Extract provided |
┄┄┄┄┄┄
After the page decomposition, the next step in the recognition process is line segmentation. It consists of slicing a page of text or a zone of interest into its different lines.
“Line spacing” or “leading” — the word rhymes with “heading”, not with “reading” — indicates the amount of added vertical spacing between the lines. The word “leading” comes from the lead strips that were put between the set lines. When metal letters were set manually in printing presses, strips of lead were inserted between the lines to add vertical space and to fill out unused space on a page.
Without (inter)line spacing, text appears too cramped: the ascenders touch the descenders from the previous line, and the lack of white space makes it difficult for the human eye to follow the lines. This is the standard rule of thumb: use a leading value of 20% (or a line height of 120%) for normally set text.
18 pt type + no leading
line height: 18 pt |
18 pt type + 4 pt leading
line height: 22 pt |
Line segmentation sounds easy, given the white space between the lines: the program finds horizontal slices with lots of black pixels and slices that contain none or barely any black pixels. But there again a number of difficult cases — lineskew, drop letters and touching lines.
Let’s start with touching lines: when the interline spacing is reduced, the lines are difficult to segment because they contain touching characters.
┄┄┄┄┄┄
Pointing and labeling entries |

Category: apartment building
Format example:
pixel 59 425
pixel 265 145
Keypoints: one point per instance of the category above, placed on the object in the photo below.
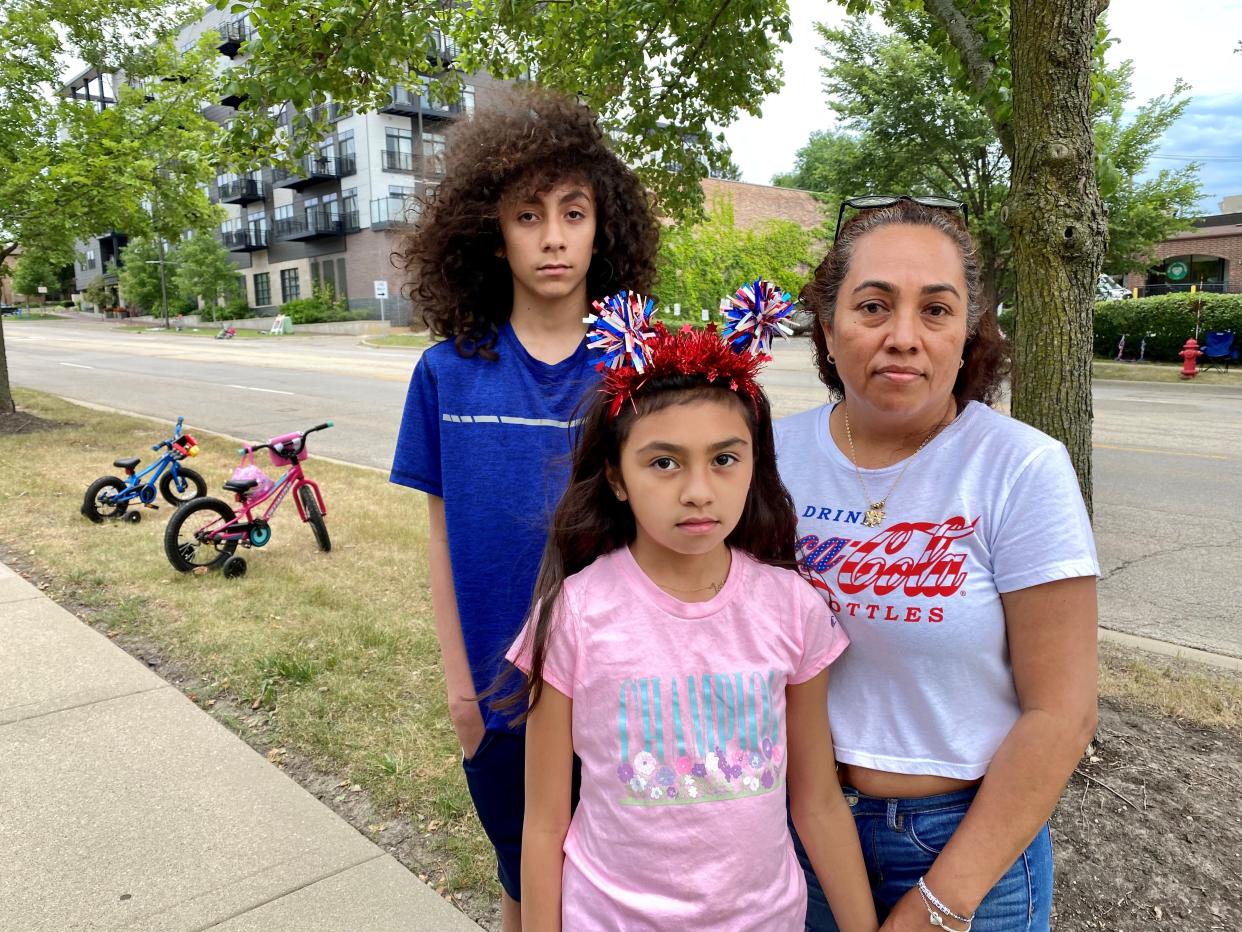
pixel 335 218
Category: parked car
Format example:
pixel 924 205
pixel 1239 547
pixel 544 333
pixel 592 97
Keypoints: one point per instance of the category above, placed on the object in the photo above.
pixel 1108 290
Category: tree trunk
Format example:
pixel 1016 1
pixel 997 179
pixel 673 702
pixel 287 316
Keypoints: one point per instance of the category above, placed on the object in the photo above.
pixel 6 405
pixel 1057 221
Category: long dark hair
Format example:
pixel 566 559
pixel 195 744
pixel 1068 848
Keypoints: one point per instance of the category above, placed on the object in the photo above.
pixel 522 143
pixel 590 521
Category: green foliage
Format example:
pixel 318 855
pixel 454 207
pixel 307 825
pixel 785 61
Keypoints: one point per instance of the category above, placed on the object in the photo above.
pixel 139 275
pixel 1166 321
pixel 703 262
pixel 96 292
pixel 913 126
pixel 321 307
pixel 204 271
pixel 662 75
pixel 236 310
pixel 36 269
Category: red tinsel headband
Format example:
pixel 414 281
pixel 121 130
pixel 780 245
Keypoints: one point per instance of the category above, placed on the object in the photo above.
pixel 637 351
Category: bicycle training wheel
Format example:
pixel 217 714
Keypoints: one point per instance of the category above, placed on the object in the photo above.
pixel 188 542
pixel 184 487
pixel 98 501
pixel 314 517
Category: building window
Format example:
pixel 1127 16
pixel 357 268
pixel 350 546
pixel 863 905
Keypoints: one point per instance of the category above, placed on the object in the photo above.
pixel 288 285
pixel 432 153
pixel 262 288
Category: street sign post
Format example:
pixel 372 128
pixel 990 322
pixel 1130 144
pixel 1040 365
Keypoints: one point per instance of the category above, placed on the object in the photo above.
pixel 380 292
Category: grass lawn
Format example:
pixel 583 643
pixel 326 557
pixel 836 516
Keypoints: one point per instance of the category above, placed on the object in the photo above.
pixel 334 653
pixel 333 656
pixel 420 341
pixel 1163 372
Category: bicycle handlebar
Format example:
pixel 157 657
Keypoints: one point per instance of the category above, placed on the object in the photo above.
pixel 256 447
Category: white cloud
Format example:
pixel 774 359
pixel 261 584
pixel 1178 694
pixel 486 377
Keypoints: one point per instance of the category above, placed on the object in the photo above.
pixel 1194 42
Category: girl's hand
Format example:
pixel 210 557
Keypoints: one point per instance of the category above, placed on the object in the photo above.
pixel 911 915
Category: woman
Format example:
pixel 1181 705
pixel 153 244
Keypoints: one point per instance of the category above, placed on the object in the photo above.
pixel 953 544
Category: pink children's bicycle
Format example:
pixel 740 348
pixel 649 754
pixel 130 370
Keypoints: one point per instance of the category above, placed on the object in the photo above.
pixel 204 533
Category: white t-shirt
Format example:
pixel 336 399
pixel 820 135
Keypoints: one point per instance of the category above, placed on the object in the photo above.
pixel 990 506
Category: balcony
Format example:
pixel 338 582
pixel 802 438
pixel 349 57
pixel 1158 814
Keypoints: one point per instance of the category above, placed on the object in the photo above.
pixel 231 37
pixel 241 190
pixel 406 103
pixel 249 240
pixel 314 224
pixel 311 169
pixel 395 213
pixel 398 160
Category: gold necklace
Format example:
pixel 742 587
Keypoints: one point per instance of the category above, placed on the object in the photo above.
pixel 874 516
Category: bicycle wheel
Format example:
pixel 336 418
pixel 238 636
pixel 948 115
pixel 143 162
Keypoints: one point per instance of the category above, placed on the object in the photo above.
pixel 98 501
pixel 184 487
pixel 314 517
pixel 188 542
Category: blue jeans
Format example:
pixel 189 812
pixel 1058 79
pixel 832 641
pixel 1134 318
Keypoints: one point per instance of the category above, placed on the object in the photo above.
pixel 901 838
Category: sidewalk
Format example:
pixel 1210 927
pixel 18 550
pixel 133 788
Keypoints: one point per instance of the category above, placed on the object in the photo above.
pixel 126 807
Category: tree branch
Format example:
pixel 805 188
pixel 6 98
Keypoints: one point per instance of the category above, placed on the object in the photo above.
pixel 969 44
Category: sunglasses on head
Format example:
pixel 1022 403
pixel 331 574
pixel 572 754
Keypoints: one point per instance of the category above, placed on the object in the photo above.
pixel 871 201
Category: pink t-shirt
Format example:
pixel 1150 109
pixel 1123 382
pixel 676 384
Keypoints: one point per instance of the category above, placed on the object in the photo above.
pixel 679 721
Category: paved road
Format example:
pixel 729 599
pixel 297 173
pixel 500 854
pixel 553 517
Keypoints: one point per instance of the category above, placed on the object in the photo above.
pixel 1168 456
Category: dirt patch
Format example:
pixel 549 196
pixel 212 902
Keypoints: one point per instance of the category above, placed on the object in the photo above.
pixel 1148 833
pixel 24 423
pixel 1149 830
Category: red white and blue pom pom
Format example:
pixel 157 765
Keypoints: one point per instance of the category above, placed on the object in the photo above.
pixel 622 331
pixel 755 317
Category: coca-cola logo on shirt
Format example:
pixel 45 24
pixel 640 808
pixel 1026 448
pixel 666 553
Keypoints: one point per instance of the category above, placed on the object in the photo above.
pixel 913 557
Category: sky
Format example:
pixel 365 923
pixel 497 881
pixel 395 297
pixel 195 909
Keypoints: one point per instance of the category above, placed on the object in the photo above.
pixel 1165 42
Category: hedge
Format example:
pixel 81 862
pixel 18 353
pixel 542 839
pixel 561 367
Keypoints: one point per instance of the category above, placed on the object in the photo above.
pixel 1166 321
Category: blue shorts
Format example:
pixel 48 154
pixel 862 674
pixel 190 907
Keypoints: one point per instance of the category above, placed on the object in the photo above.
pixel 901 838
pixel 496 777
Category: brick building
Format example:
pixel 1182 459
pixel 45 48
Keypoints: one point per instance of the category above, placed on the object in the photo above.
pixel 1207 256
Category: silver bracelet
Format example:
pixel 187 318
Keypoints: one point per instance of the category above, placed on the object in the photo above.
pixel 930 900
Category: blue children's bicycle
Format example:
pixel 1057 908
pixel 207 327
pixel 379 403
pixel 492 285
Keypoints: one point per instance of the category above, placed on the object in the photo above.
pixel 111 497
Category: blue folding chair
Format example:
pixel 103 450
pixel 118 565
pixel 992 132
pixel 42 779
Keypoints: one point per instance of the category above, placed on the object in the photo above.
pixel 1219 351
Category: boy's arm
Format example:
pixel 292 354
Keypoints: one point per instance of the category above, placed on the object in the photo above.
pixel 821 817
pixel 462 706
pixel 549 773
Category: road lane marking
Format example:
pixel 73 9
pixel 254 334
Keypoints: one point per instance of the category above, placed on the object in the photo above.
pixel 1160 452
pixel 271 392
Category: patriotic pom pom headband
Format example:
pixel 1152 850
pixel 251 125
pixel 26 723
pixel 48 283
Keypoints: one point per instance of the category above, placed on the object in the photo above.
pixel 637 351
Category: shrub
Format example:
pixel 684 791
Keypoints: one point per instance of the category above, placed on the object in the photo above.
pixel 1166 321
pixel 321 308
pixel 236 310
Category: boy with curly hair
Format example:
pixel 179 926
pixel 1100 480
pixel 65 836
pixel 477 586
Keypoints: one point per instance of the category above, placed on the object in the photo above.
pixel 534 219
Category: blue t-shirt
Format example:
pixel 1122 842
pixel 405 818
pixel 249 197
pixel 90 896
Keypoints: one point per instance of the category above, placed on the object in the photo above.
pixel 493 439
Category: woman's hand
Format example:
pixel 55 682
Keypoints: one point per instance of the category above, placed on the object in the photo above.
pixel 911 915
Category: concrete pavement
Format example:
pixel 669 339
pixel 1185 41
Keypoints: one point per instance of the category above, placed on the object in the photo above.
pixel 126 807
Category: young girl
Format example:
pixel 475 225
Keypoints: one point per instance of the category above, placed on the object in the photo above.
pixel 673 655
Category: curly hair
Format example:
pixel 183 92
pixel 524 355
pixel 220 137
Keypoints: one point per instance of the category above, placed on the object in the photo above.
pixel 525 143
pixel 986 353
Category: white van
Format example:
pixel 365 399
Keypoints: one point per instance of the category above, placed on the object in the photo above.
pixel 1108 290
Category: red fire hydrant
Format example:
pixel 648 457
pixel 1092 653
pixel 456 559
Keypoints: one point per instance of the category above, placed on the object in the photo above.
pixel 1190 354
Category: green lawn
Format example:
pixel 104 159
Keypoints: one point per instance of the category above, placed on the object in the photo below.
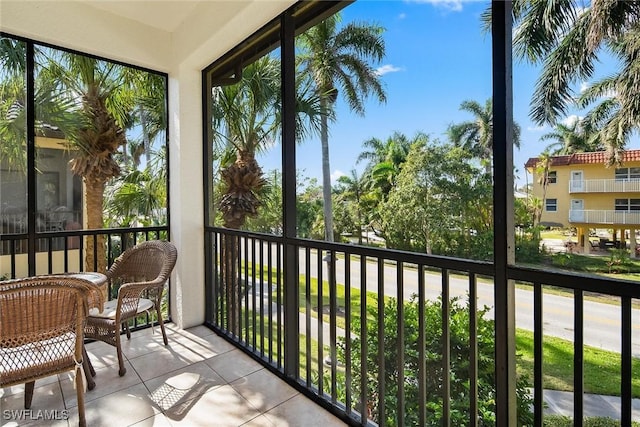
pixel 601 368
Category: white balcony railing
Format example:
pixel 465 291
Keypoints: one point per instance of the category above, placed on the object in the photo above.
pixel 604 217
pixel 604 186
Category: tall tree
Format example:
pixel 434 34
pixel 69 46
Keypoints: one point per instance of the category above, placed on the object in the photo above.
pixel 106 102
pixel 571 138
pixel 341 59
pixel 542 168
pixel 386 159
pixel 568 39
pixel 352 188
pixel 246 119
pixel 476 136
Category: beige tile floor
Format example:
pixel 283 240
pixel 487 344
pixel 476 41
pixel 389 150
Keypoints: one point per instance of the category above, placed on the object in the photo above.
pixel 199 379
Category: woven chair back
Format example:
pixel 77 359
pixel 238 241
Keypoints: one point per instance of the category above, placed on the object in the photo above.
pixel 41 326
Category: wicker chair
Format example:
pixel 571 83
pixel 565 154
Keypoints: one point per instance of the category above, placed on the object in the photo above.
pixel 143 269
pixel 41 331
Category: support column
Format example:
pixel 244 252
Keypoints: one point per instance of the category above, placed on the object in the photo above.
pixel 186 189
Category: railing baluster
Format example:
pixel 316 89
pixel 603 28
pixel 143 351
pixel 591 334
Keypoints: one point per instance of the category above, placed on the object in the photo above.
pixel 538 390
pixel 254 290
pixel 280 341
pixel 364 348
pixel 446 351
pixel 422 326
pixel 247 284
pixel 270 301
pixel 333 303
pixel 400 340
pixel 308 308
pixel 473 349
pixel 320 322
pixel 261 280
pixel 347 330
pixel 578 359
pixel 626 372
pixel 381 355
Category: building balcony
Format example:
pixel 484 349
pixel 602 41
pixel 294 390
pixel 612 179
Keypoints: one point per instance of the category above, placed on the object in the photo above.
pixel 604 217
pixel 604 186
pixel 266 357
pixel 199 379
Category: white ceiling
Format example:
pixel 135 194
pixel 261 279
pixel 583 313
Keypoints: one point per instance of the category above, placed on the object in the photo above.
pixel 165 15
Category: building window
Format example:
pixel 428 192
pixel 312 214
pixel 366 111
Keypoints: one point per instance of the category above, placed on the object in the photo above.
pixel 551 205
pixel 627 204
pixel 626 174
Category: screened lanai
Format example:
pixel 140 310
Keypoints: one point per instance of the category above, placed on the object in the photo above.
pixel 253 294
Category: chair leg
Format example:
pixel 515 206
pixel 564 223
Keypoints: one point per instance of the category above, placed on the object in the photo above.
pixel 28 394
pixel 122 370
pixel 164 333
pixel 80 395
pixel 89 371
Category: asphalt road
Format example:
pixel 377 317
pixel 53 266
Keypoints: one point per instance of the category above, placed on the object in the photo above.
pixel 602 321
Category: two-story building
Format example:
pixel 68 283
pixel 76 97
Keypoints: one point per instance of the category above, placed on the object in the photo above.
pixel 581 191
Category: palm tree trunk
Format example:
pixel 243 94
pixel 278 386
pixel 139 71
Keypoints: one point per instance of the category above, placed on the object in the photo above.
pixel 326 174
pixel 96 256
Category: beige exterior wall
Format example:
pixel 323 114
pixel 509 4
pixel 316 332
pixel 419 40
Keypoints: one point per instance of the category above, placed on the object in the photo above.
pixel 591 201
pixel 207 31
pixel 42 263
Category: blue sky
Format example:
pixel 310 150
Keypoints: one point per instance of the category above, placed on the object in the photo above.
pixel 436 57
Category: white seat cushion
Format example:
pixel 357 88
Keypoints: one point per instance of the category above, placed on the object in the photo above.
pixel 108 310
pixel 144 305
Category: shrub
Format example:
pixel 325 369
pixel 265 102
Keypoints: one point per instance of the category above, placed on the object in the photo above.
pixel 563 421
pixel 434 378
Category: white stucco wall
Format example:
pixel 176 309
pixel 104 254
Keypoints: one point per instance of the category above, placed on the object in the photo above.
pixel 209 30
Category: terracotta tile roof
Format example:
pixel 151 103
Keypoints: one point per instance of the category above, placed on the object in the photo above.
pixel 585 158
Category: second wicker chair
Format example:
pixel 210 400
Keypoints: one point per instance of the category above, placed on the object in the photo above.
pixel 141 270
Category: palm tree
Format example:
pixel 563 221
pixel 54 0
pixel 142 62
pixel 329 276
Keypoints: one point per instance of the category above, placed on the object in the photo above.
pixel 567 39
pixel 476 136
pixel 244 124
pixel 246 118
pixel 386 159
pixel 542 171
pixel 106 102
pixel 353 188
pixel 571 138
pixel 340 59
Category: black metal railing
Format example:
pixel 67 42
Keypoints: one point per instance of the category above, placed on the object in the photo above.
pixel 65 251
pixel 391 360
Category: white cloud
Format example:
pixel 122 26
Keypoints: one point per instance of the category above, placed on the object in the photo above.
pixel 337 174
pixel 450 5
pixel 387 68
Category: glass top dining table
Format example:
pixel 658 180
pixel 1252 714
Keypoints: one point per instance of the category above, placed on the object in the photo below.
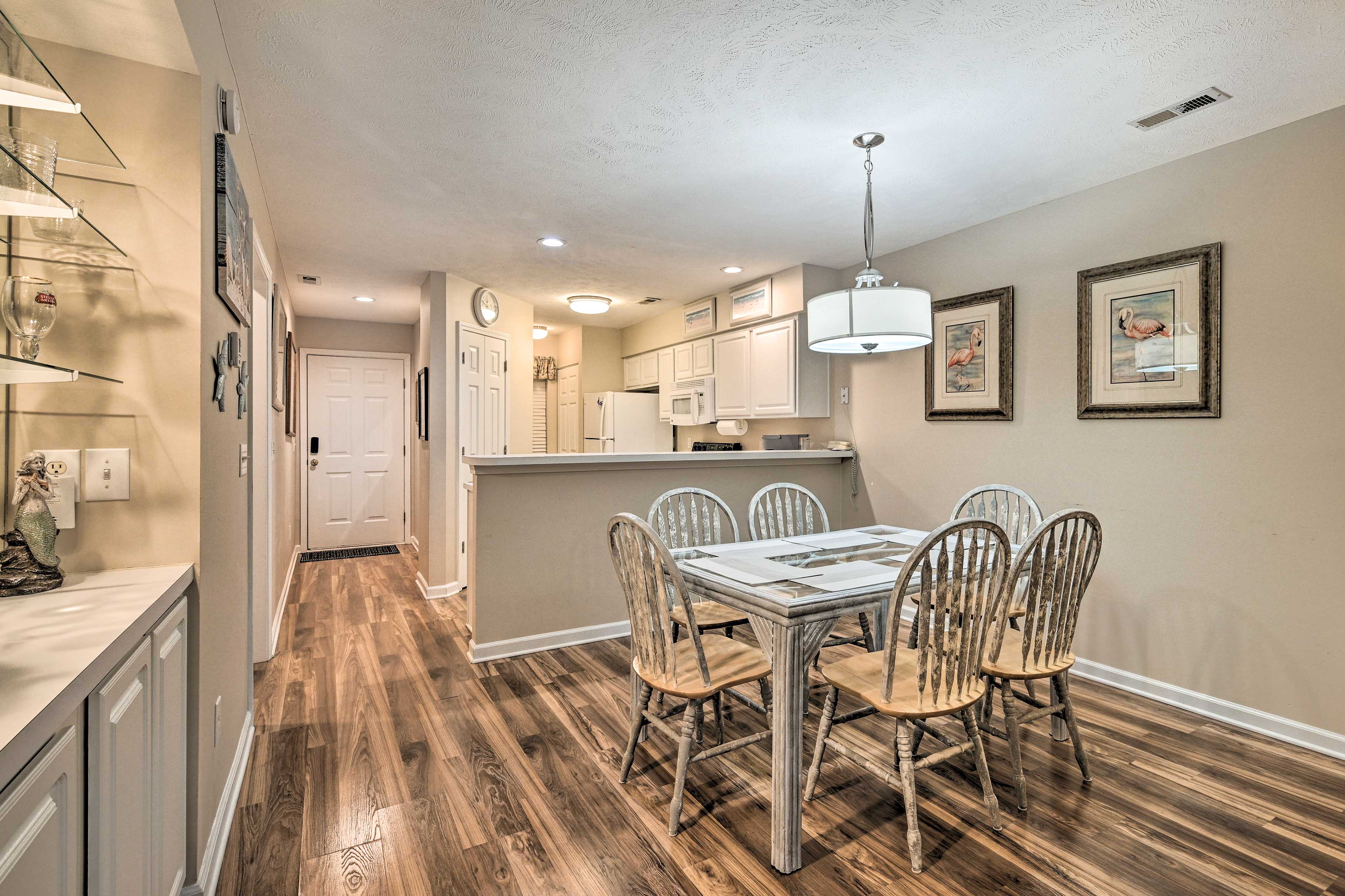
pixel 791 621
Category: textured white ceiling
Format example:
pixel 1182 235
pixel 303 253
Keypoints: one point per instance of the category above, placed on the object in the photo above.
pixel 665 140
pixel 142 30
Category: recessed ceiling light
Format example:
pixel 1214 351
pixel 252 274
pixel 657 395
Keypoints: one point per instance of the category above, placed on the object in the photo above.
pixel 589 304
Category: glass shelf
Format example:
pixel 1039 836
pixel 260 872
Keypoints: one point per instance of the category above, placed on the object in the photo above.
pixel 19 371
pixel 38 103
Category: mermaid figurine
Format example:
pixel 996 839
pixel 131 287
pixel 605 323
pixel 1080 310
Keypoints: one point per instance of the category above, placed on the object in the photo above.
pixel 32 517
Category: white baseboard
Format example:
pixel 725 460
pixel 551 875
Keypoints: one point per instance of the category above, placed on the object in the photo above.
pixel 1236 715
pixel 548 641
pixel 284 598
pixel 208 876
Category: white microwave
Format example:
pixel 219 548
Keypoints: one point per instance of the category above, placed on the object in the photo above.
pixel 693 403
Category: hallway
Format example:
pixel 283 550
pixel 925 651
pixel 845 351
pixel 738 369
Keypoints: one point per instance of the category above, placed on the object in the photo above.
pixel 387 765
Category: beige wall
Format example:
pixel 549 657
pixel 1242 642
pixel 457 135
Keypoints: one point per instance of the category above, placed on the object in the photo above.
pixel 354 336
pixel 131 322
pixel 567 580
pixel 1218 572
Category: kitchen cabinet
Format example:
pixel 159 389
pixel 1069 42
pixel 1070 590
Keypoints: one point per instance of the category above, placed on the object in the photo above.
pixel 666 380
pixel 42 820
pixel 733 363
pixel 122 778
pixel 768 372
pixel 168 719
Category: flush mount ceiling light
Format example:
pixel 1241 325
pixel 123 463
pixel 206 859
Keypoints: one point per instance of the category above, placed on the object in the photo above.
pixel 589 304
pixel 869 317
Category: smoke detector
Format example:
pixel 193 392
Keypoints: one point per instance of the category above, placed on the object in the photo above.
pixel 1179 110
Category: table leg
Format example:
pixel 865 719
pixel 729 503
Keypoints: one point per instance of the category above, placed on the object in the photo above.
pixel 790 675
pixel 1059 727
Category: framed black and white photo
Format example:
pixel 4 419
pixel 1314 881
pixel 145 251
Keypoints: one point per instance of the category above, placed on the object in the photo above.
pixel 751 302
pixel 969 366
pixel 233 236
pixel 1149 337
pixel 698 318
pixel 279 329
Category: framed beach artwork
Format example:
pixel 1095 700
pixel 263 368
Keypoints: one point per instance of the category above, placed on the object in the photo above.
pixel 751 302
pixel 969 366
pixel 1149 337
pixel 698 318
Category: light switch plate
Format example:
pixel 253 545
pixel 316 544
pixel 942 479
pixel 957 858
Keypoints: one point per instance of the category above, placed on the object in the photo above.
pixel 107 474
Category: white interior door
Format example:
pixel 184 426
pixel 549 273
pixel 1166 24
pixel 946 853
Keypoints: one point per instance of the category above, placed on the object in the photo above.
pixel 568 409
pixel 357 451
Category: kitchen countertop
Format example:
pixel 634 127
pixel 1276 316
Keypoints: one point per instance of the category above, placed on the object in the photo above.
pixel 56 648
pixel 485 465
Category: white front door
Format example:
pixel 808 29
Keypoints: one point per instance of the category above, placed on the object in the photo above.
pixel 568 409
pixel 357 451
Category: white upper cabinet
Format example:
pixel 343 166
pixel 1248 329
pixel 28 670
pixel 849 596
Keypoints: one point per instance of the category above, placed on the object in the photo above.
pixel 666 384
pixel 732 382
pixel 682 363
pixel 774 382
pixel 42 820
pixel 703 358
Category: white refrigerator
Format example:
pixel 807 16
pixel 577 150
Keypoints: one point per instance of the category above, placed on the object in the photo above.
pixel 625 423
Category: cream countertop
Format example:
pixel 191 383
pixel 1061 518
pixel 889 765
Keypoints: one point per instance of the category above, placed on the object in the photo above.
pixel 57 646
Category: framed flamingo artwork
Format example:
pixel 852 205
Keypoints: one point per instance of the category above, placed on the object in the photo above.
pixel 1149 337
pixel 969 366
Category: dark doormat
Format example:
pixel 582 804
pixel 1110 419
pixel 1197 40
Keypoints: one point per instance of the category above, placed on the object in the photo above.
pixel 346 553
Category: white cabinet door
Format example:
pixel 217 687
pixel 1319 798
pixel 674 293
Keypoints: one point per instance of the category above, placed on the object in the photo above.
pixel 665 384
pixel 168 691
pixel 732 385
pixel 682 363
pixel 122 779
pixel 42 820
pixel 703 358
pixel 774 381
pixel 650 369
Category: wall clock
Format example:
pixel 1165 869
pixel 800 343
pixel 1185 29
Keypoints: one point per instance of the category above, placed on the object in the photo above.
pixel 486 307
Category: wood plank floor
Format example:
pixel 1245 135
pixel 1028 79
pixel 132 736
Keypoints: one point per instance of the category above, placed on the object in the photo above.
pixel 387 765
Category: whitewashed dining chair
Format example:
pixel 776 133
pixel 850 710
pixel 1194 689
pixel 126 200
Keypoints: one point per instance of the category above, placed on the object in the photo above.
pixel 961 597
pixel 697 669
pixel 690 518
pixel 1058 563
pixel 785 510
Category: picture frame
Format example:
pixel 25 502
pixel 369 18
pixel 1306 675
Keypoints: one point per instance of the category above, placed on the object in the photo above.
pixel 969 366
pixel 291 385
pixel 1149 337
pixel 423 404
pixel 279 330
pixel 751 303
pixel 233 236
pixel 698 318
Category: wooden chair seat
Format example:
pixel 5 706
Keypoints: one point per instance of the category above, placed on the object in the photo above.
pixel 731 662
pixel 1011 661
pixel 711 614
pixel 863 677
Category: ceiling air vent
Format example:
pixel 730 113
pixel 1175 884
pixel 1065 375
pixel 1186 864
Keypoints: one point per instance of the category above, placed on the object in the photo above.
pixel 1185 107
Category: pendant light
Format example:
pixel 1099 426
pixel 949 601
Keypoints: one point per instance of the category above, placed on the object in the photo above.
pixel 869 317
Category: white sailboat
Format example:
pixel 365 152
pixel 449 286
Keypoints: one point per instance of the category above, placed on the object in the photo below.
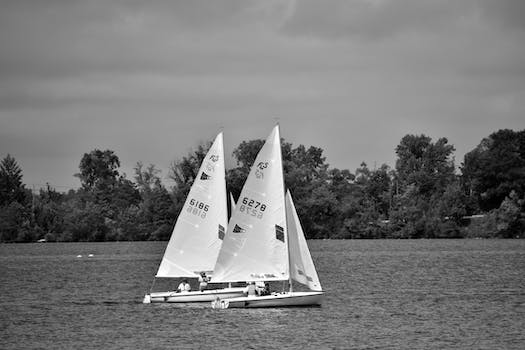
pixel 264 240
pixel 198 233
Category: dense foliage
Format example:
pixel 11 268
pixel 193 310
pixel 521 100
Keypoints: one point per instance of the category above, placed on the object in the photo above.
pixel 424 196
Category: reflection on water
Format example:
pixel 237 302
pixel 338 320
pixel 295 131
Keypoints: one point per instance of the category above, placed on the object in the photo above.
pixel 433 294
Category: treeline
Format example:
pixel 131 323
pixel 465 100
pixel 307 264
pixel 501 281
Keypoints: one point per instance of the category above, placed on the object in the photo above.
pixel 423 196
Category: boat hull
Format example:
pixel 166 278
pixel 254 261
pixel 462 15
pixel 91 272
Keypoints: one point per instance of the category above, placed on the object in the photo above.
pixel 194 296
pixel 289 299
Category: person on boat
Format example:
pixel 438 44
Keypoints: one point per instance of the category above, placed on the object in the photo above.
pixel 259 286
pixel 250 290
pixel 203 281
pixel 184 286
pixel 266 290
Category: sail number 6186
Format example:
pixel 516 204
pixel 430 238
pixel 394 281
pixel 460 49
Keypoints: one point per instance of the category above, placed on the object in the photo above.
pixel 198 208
┄┄┄┄┄┄
The tasks |
#1 Copy word for word everything from "After the page" down to "normally set text." in the passage on line segmentation.
#2 How many lines of the entries contain the string "seat", counting case as it appears? Give only the number.

Task-by-task results |
#1
After the page decomposition, the next step in the recognition process is line segmentation. It consists of slicing a page of text or a zone of interest into its different lines.
“Line spacing” or “leading” — the word rhymes with “heading”, not with “reading” — indicates the amount of added vertical spacing between the lines. The word “leading” comes from the lead strips that were put between the set lines. When metal letters were set manually in printing presses, strips of lead were inserted between the lines to add vertical space and to fill out unused space on a page.
Without (inter)line spacing, text appears too cramped: the ascenders touch the descenders from the previous line, and the lack of white space makes it difficult for the human eye to follow the lines. This is the standard rule of thumb: use a leading value of 20% (or a line height of 120%) for normally set text.

#2 2